──────── Extract ────────
# Mavic GEL 280 - Durability?



## ridewt (Jan 14, 2002)

I'm considering racing only a set of Mavic GEL 280, 32 hole. I'm 6',3", about 180. Are these wheels too light for me? I doubt that I'd have any problems with the front wheel but maybe the rear??????


----------



## Spunout (Aug 12, 2002)

Nice rims. Get them hand made, best butted spokes, all 3x. You might have to baby them, but you will be miles ahead of servicability of boutique wheels IMHO.


----------



## tube_ee (Aug 25, 2003)

ridewt said:


> I'm considering racing only a set of Mavic GEL 280, 32 hole. I'm 6',3", about 180. Are these wheels too light for me? I doubt that I'd have any problems with the front wheel but maybe the rear??????


You might want to consider using a GL-330 in the rear, or using 36 spokes. Or just build them and race away. It depends on your riding style, and what kind of havoc you wreak on wheels. I ride 32 spoke, 350 gram tubular rims, and I'm about 215 lbs. No issues. I don't race, never will, but a nice light set of sewup wheels is still the most cost-effective upgrade for a road bike, IMHO.

Not only will you be miles ahead of boutique wheels, service-wise, they'll also be lighter than almost any low-spoke-count wheels on the market today. With 280s, lightweight hubs, and DT revos or other lightweight spokes, you'll be in the 1200 gram range, maybe the high 1100s, without cassette and skewers. And you'll spend under $800 to get there.

The appropriate tires for such a wheelset are, of course, Dugast silks.

--Shannon


----------



## ridewt (Jan 14, 2002)

*Dugast silks?*

Thanks for your replies. Never heard of Dugast silks - where can one get those?


----------



## DMoore (Feb 4, 2004)

Just about nowhere. I've been looking for a couple of years without success. The cotton tires, when you can find them are now around $150 each, so the silks would surely be in the range of $200 per tire.

FWIW, back in the days when GEL 280's and GL 330's were commonly used, the standard # of spokes for just about everyone was 36. I'd say that 32 spoke front and rear for a guy your size is going to be really fragile. The typical lightweight race wheels long ago for someone your size would be GL 330's, 36 spoke, 3 cross, front and rear. You might be able to get away with GEL's in front, but you'd need to go with 36 spokes. As it stands, I think you're likely to have problems with your front wheel, and trouble with your rear wheel is inevitable.


----------



## Tommasini (Apr 24, 2002)

*I agree - too fragile for your weight*



DMoore said:


> Just about nowhere. I've been looking for a couple of years without success. The cotton tires, when you can find them are now around $150 each, so the silks would surely be in the range of $200 per tire.
> 
> FWIW, back in the days when GEL 280's and GL 330's were commonly used, the standard # of spokes for just about everyone was 36. I'd say that 32 spoke front and rear for a guy your size is going to be really fragile. The typical lightweight race wheels long ago for someone your size would be GL 330's, 36 spoke, 3 cross, front and rear. You might be able to get away with GEL's in front, but you'd need to go with 36 spokes. As it stands, I think you're likely to have problems with your front wheel, and trouble with your rear wheel is inevitable.
──────── Data entries ────────
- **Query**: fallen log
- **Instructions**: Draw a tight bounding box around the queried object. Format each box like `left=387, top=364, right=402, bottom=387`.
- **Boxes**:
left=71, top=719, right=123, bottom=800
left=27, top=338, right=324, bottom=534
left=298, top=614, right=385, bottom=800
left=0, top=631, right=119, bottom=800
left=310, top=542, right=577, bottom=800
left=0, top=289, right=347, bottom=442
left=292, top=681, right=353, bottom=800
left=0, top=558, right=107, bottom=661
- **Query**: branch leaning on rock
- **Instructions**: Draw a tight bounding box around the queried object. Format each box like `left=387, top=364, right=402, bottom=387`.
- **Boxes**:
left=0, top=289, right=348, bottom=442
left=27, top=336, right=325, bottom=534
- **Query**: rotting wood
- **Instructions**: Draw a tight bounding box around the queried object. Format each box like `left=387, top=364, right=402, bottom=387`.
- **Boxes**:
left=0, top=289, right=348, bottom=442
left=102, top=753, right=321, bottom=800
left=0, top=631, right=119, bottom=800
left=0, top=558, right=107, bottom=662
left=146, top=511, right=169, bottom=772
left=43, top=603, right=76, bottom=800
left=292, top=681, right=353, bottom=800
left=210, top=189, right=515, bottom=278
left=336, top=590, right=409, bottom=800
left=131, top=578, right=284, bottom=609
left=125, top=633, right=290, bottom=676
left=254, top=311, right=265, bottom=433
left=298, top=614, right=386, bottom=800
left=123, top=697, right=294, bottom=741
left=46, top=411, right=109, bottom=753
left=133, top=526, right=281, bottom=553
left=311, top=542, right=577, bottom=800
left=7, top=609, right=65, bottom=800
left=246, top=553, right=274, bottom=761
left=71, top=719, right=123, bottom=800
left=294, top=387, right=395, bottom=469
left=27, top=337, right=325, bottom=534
────────
In the thread on Mavic GEL 280 durability, what spoke count was standard for nearly everyone back when GEL 280s and GL 330s were in common use? You won't need the listing.

*Task output*.
36 spokes.